Extracted records ▸
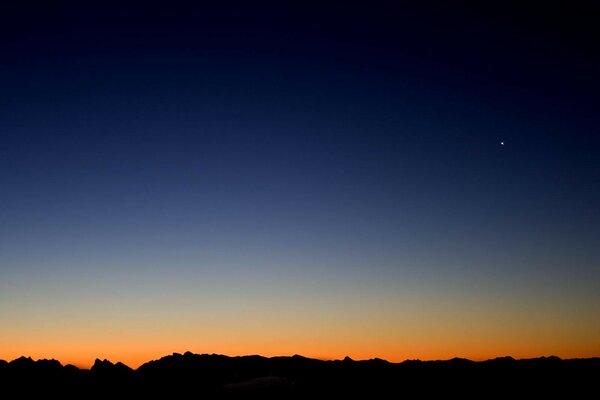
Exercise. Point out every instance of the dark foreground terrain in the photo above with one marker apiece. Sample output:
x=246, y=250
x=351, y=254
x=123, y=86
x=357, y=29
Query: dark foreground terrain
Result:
x=210, y=376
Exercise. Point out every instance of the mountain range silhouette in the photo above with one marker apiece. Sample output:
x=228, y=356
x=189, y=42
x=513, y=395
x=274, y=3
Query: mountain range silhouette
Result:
x=223, y=376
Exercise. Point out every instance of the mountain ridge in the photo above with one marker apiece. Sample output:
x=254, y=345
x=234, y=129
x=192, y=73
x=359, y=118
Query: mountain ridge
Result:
x=217, y=375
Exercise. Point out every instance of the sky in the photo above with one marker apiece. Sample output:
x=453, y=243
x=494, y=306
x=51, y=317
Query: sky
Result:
x=416, y=181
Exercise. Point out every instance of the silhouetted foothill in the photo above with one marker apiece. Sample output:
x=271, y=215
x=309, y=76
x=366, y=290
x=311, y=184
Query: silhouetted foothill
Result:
x=213, y=375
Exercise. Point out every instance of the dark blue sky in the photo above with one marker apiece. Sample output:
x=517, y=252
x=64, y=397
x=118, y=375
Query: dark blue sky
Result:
x=352, y=144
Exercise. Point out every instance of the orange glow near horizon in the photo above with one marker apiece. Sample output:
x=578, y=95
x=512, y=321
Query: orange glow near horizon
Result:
x=134, y=351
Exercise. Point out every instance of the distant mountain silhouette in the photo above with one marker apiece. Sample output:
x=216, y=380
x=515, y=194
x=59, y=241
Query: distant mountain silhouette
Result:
x=222, y=376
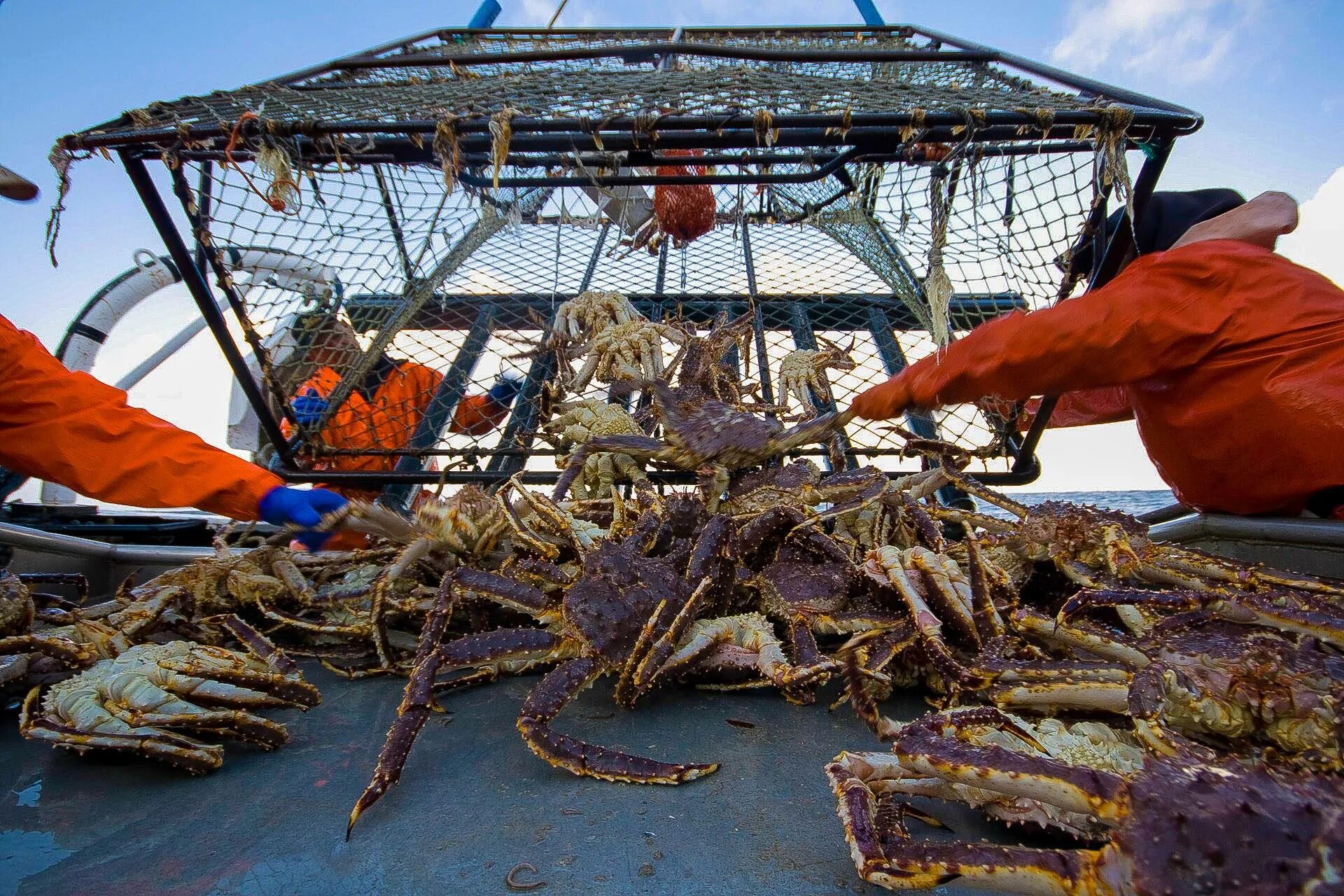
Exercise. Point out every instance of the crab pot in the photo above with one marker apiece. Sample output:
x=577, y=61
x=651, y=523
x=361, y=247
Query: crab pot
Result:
x=885, y=190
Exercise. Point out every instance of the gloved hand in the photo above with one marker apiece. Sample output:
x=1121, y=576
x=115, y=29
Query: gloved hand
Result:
x=308, y=407
x=300, y=507
x=882, y=402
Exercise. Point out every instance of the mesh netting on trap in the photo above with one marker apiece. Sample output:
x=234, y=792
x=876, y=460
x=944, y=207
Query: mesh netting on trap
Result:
x=428, y=209
x=438, y=295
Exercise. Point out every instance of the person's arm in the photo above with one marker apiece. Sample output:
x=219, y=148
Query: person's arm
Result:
x=1086, y=407
x=74, y=430
x=1163, y=314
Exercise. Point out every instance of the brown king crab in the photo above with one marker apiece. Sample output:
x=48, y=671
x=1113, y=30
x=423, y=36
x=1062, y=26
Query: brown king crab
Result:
x=139, y=700
x=1105, y=548
x=1176, y=825
x=1231, y=684
x=713, y=440
x=803, y=374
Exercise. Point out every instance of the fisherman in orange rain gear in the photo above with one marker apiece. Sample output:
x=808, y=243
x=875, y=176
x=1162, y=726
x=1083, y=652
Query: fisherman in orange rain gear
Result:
x=1228, y=356
x=71, y=429
x=381, y=414
x=479, y=414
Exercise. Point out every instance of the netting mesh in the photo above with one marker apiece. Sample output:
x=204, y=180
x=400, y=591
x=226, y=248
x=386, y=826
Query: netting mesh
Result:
x=407, y=279
x=850, y=273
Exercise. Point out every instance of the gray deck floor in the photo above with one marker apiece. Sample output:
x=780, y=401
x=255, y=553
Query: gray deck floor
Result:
x=472, y=805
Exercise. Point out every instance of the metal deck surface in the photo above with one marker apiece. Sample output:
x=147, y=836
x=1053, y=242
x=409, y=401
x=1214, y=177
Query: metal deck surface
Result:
x=472, y=805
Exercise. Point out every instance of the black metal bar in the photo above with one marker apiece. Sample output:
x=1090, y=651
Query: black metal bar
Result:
x=204, y=191
x=757, y=321
x=1116, y=250
x=225, y=280
x=406, y=152
x=622, y=181
x=398, y=238
x=806, y=337
x=894, y=360
x=200, y=289
x=454, y=312
x=634, y=52
x=1059, y=76
x=819, y=130
x=522, y=426
x=447, y=397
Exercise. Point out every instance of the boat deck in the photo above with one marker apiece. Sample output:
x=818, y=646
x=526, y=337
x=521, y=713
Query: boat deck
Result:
x=473, y=804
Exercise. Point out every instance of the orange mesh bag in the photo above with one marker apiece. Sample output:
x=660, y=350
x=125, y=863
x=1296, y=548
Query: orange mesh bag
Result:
x=685, y=211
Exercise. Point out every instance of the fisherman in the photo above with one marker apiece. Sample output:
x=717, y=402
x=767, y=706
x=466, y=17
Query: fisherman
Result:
x=74, y=430
x=381, y=414
x=1228, y=356
x=482, y=413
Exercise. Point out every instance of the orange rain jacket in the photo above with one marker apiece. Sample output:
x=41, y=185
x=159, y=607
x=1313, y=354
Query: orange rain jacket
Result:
x=70, y=429
x=1228, y=356
x=385, y=419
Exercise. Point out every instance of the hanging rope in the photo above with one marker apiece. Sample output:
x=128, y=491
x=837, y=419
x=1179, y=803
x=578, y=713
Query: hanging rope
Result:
x=61, y=160
x=447, y=148
x=1110, y=167
x=500, y=133
x=937, y=284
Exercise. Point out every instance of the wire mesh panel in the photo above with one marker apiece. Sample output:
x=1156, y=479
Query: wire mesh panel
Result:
x=843, y=202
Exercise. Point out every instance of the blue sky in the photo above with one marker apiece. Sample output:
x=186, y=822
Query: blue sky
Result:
x=1265, y=73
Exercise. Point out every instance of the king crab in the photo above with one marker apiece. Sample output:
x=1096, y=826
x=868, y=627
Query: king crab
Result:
x=713, y=440
x=1176, y=825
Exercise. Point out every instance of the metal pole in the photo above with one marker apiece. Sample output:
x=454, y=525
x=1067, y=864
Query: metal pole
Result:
x=1116, y=248
x=484, y=15
x=757, y=323
x=420, y=290
x=394, y=223
x=200, y=289
x=870, y=14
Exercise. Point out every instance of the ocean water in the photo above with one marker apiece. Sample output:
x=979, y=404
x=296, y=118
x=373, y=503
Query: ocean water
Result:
x=1132, y=503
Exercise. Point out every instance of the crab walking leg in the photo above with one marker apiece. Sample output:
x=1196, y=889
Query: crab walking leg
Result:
x=545, y=703
x=115, y=734
x=652, y=665
x=1054, y=631
x=377, y=630
x=741, y=643
x=885, y=566
x=990, y=625
x=1062, y=687
x=1007, y=771
x=886, y=856
x=1297, y=613
x=414, y=707
x=857, y=685
x=487, y=649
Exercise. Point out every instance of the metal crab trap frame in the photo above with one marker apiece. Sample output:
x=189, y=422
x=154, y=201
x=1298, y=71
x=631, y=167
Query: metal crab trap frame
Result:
x=875, y=191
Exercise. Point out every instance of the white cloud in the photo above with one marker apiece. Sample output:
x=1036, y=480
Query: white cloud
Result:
x=1183, y=39
x=1320, y=230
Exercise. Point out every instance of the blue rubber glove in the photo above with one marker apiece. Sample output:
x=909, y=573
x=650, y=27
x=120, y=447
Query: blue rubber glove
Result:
x=308, y=407
x=300, y=507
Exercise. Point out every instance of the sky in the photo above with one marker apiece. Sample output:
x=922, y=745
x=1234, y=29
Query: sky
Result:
x=1265, y=74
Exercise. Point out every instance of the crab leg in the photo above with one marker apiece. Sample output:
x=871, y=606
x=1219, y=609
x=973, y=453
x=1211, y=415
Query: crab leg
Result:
x=1053, y=631
x=1297, y=613
x=886, y=856
x=991, y=767
x=414, y=707
x=545, y=703
x=990, y=625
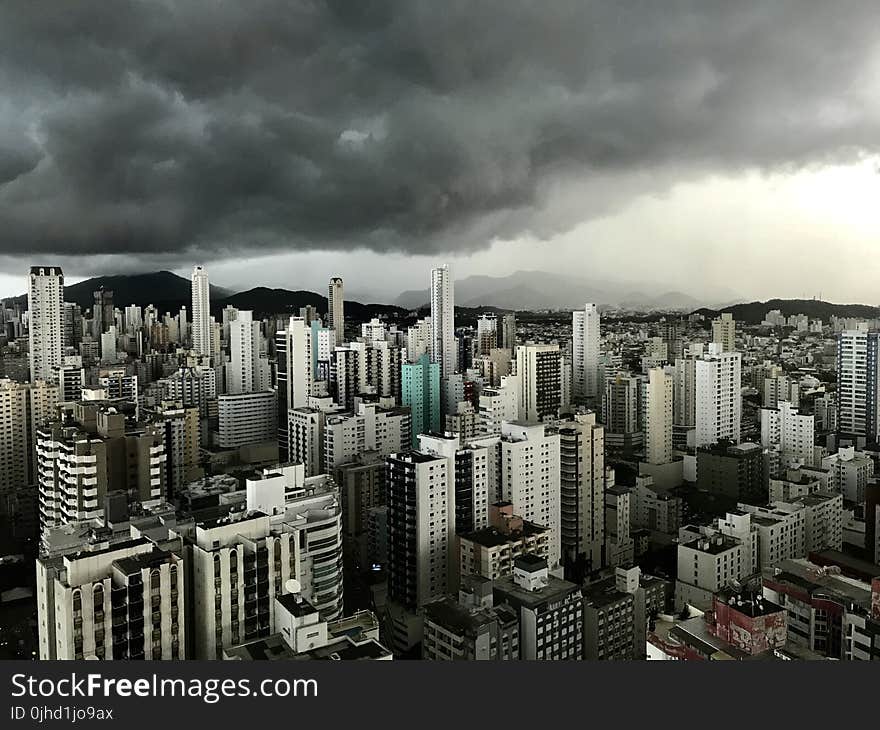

Problem statement ▸ Every record must be copied exactly, with images dropped from the result.

Solution for this exercise ▸
Exercise. Point out every instance of the dark foreground terrain in the photo above with one marker apiece. Sample output:
x=246, y=250
x=351, y=254
x=123, y=86
x=357, y=29
Query: dark foreground terrain
Result:
x=210, y=376
Exercise. Point out every instance of the mountain range silhouette in the photo above with one marker apiece. Sample output:
x=228, y=356
x=189, y=42
x=513, y=395
x=274, y=3
Query: mountain range silhouette
Result:
x=223, y=376
Exercise. Point out every instance of the mountain ridge in the photo above with one marker apiece. Sample output:
x=254, y=345
x=234, y=129
x=192, y=73
x=359, y=118
Query: mountain ridge
Result:
x=217, y=375
Exercise. Point out every instance of the sky in the photo above with one marker apiece. Sample output:
x=453, y=243
x=494, y=306
x=51, y=317
Query: sky
Result:
x=416, y=181
Exercise. Point out every instance of the silhouetted foothill in the photo above with one marker apiece. Sample output:
x=271, y=215
x=309, y=76
x=366, y=290
x=311, y=184
Query: silhouetted foothill
Result:
x=213, y=375
Exercise. Point out every instance of the dark blue sky in the photo above with one marker apiece. Sample output:
x=517, y=252
x=64, y=397
x=118, y=375
Query: dark blue sky
Result:
x=352, y=144
Exercise. Point out every instance of the orange glow near horizon in the photo above with one marker apiece. Sample output:
x=578, y=95
x=512, y=321
Query: orange glow near horizon
Result:
x=134, y=351
Exercise. Point out every instance of the distant mountain silhouette in the photo above with one marker apiece. Sample output:
x=216, y=380
x=515, y=194
x=59, y=241
Query: distant mountain silhouette
Result:
x=222, y=376
Exercise. Point out every instance of the crab pot in the photo above with one marker apiece. Sample output:
x=577, y=61
x=651, y=523
x=361, y=247
Query: crab pot
Result:
x=885, y=190
Exercise. Point out every instance of the gloved hand in the photo above with one marker apiece. Sample output:
x=1121, y=576
x=115, y=29
Query: gloved hand
Result:
x=308, y=407
x=300, y=507
x=882, y=402
Exercise. Point out every instance of the mesh netting on trap in the photo above with one marker apiece. Sample output:
x=234, y=792
x=876, y=460
x=944, y=207
Query: mesh netting on trap
Result:
x=428, y=209
x=438, y=295
Exercise. Point out every instance of the person's arm in the photo above with one marker apiece. Sample output:
x=219, y=148
Query: person's arm
Result:
x=1086, y=407
x=74, y=430
x=1163, y=314
Exercise. Point out every instance of the brown king crab in the photo above with one marker apiece. Sample output:
x=48, y=671
x=1113, y=30
x=423, y=36
x=1062, y=26
Query: brown king crab
Result:
x=139, y=700
x=1105, y=548
x=1176, y=825
x=1231, y=684
x=713, y=440
x=803, y=374
Exercise. Point out every instance of the fisherman in orange rain gear in the photo above with one marker apiece. Sample output:
x=808, y=243
x=875, y=176
x=1162, y=726
x=1083, y=652
Query: fisherman in orange rain gear
Result:
x=1228, y=356
x=71, y=429
x=381, y=414
x=479, y=414
Exercise. Point out every instance of the netting mesh in the photo above with one marker apiece. Sample output:
x=204, y=180
x=400, y=591
x=226, y=248
x=386, y=826
Query: netting mesh
Result:
x=407, y=279
x=850, y=273
Exercise. Point out every instance of the gray deck floor in the photo above with one marker apiece. Sample output:
x=780, y=401
x=255, y=553
Query: gray deck floor
Result:
x=472, y=805
Exercise. Point out every instance of the metal deck surface in the photo above with one marker apiece. Sample output:
x=147, y=836
x=1053, y=242
x=409, y=401
x=1214, y=177
Query: metal deck surface
Result:
x=472, y=805
Exercise. Point out every instance of the black metal bar in the photo above with one marker apiece. Sample output:
x=1090, y=651
Query: black metal bar
Result:
x=204, y=191
x=757, y=321
x=1116, y=250
x=225, y=280
x=406, y=152
x=622, y=181
x=398, y=238
x=806, y=337
x=894, y=360
x=200, y=289
x=454, y=312
x=634, y=52
x=1059, y=76
x=819, y=130
x=522, y=426
x=447, y=397
Exercise. Point out every instance of the boat deck in the photo above with one marker apiece. Sample output:
x=818, y=646
x=526, y=337
x=521, y=713
Query: boat deck
Result:
x=473, y=804
Exercise. Point out every instance of the orange mesh bag in the photo above with one marker apiece. Sample output:
x=660, y=350
x=125, y=863
x=1296, y=548
Query: orange mesh bag
Result:
x=685, y=211
Exercise. Point out every instance of the fisherman in the photo above with one marker apiece. Sample output:
x=717, y=402
x=767, y=706
x=466, y=17
Query: fisherman
Result:
x=74, y=430
x=381, y=414
x=1228, y=356
x=482, y=413
Exercise. Point out every instance of the orange rain jacket in the photo above with one marker apiece. Sample output:
x=41, y=185
x=159, y=607
x=1313, y=354
Query: orange rain jacket
Result:
x=70, y=429
x=1228, y=356
x=385, y=419
Exercise. Point out every instance of the hanging rope in the photo above with one marker apiece. Sample output:
x=128, y=491
x=837, y=419
x=1179, y=803
x=578, y=713
Query: hanging rope
Result:
x=61, y=160
x=447, y=148
x=1110, y=167
x=500, y=133
x=937, y=284
Exercise. Point out every instance of the wire mesh panel in the photo above with one marker apiece. Sample output:
x=1156, y=479
Query: wire mesh panel
Result:
x=843, y=202
Exercise. Point out every instance of the blue sky in the photo above with one marker apiece. Sample output:
x=186, y=822
Query: blue sky
Result:
x=1265, y=73
Exercise. Point out every instance of the king crab in the photo above with one marker apiece. Sample output:
x=1096, y=826
x=868, y=627
Query: king crab
Result:
x=713, y=440
x=1176, y=825
Exercise. Point out every instance of the metal pole in the photo above with one marker apiece. Sample output:
x=454, y=525
x=1067, y=864
Query: metal pole
Result:
x=1116, y=248
x=484, y=15
x=757, y=323
x=420, y=290
x=394, y=223
x=200, y=289
x=870, y=14
Exercise. Point out every instance of the ocean water in the photo above with one marker apiece. Sample output:
x=979, y=404
x=296, y=118
x=373, y=503
Query: ocean water
Result:
x=1132, y=503
Exercise. Point out every instance of the crab walking leg in the photo above with one marker apiece. Sample output:
x=1196, y=889
Query: crab walking leg
Result:
x=545, y=703
x=115, y=734
x=652, y=665
x=1054, y=631
x=377, y=630
x=741, y=643
x=885, y=566
x=990, y=625
x=1062, y=687
x=1007, y=771
x=886, y=856
x=1297, y=613
x=414, y=707
x=857, y=685
x=487, y=649
Exercise. Point out every instance of the metal crab trap frame in the photo above with one marker apiece. Sample output:
x=189, y=422
x=154, y=201
x=1298, y=71
x=631, y=167
Query: metal crab trap frame
Result:
x=875, y=191
Exercise. Point out every instance of the white cloud in the photo above with one marker apiece. Sample output:
x=1036, y=480
Query: white cloud
Result:
x=1183, y=39
x=1320, y=230
Exercise. Point out every instance of the blue rubber glove in the photo above with one marker apiece. Sample output:
x=909, y=573
x=650, y=27
x=120, y=447
Query: blue rubber glove
Result:
x=308, y=407
x=300, y=507
Exercise. Point out every instance of the sky in the photo above with one marker apiece. Sample output:
x=922, y=745
x=1234, y=29
Query: sky
Result:
x=1265, y=74
Exercise. Point out every instance of the crab leg in the photo above with one marker apiece. Sample output:
x=871, y=606
x=1219, y=609
x=973, y=453
x=1211, y=415
Query: crab leg
Result:
x=1053, y=631
x=1297, y=613
x=886, y=856
x=991, y=767
x=414, y=707
x=545, y=703
x=990, y=625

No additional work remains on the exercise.